> Your instructions:
Rewrite only the data below from the line that has "Detect each white hair" through the line that has "[90, 44, 122, 111]", requests included. Multiply each box coordinate in the answers by 0.2 and round to whole numbers, halves up, keeping the requests and their format samples unchanged.

> Data for this task:
— start —

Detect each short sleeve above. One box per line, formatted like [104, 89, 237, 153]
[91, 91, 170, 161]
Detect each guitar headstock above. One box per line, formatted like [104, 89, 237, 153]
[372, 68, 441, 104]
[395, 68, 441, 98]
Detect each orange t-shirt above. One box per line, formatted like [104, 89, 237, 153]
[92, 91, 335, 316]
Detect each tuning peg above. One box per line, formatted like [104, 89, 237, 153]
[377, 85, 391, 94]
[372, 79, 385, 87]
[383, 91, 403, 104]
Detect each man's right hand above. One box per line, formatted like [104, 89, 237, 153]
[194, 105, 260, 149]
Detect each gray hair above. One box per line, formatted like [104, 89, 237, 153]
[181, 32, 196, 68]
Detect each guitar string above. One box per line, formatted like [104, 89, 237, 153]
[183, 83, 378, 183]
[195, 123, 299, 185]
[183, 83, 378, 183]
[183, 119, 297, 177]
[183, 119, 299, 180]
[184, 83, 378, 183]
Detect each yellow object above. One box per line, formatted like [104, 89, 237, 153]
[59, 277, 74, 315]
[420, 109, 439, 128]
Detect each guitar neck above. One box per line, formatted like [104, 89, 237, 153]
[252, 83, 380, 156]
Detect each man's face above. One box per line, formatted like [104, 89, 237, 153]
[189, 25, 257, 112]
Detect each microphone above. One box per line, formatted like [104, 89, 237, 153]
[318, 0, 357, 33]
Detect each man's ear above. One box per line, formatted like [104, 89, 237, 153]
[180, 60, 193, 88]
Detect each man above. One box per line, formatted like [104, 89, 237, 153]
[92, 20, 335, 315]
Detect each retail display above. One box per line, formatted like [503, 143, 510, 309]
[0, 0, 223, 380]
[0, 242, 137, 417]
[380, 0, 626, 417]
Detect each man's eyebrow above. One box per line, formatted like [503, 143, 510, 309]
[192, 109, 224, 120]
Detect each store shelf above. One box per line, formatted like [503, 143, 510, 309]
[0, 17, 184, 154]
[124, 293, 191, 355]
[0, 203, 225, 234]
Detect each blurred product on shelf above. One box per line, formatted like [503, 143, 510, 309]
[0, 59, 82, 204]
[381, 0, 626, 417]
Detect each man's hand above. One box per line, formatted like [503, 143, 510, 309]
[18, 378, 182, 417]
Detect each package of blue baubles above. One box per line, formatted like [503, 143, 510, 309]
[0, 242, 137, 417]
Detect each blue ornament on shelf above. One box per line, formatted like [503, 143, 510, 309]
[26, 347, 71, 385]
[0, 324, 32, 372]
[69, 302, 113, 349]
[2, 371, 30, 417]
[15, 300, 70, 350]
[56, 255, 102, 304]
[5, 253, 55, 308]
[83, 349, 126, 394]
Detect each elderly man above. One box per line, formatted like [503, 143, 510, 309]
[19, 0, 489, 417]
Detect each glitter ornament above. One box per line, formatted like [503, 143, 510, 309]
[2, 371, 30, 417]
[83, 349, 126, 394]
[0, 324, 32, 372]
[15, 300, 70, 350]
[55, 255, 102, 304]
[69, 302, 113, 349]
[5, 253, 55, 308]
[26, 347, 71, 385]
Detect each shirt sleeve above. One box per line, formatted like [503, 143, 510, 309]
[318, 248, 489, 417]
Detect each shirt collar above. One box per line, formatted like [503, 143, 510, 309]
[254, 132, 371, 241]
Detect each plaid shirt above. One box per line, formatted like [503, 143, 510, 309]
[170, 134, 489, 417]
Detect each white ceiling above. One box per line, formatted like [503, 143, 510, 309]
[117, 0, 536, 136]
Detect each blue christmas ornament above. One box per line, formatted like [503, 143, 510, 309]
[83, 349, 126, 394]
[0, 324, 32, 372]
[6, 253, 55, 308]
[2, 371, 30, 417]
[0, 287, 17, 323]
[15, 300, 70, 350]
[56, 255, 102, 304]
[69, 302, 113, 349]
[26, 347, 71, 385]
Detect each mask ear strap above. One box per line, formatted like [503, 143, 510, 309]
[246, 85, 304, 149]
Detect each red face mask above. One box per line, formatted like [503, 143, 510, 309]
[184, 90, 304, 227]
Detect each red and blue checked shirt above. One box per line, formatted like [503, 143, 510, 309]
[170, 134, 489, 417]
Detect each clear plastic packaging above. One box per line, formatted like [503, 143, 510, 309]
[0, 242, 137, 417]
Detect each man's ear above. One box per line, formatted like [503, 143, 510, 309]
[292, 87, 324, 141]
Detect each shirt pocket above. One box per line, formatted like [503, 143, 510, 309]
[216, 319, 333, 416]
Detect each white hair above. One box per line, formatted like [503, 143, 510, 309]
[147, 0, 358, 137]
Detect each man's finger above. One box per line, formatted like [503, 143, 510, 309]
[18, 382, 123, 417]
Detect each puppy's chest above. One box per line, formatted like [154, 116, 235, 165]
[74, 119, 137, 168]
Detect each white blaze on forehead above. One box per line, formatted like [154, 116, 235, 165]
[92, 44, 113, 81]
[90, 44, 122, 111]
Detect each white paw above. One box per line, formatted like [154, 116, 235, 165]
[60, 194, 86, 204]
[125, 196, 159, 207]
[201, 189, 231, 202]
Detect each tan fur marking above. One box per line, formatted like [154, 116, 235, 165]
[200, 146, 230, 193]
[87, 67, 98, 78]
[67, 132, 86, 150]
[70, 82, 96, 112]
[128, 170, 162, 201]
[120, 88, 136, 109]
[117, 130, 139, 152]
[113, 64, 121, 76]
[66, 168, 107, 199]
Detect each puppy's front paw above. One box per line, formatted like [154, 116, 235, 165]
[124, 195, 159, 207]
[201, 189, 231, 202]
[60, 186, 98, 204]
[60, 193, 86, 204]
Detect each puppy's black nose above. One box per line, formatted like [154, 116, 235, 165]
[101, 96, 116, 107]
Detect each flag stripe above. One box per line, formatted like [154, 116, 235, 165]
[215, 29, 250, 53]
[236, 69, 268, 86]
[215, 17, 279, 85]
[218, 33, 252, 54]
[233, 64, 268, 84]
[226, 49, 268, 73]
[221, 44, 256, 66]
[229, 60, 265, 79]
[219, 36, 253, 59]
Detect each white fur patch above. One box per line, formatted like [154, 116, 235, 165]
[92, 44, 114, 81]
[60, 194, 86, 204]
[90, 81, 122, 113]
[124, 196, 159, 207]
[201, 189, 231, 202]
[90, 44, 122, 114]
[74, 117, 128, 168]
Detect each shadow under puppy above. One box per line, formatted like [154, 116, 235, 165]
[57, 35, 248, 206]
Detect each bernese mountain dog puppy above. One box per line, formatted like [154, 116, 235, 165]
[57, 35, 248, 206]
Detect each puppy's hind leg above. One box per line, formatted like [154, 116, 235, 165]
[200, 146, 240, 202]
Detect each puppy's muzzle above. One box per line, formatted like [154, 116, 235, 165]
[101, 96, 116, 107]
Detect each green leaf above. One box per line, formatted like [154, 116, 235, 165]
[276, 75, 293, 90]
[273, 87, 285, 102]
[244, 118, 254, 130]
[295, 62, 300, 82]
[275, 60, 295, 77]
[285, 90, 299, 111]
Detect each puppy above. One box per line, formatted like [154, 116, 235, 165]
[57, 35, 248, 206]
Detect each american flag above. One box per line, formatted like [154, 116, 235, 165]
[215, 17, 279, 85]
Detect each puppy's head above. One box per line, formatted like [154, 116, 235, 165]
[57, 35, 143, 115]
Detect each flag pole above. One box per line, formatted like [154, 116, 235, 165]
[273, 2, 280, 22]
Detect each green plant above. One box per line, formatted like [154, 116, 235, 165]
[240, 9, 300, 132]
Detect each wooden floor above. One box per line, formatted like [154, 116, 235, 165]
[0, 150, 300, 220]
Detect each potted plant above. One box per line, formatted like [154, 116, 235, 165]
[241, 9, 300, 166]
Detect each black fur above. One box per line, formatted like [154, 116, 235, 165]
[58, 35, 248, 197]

— end —

> Reply:
Detect each white hair above. One box per line, formatted like [503, 143, 510, 309]
[29, 0, 72, 27]
Detect each man's finger above. One box per line, formatted like [503, 143, 510, 309]
[4, 76, 25, 83]
Detect each puppy's chest above. One box per line, formatted like [154, 116, 235, 165]
[15, 24, 27, 34]
Detect each white blaze on forehead above. One box per line, formatted like [154, 116, 235, 165]
[18, 9, 23, 16]
[18, 9, 24, 22]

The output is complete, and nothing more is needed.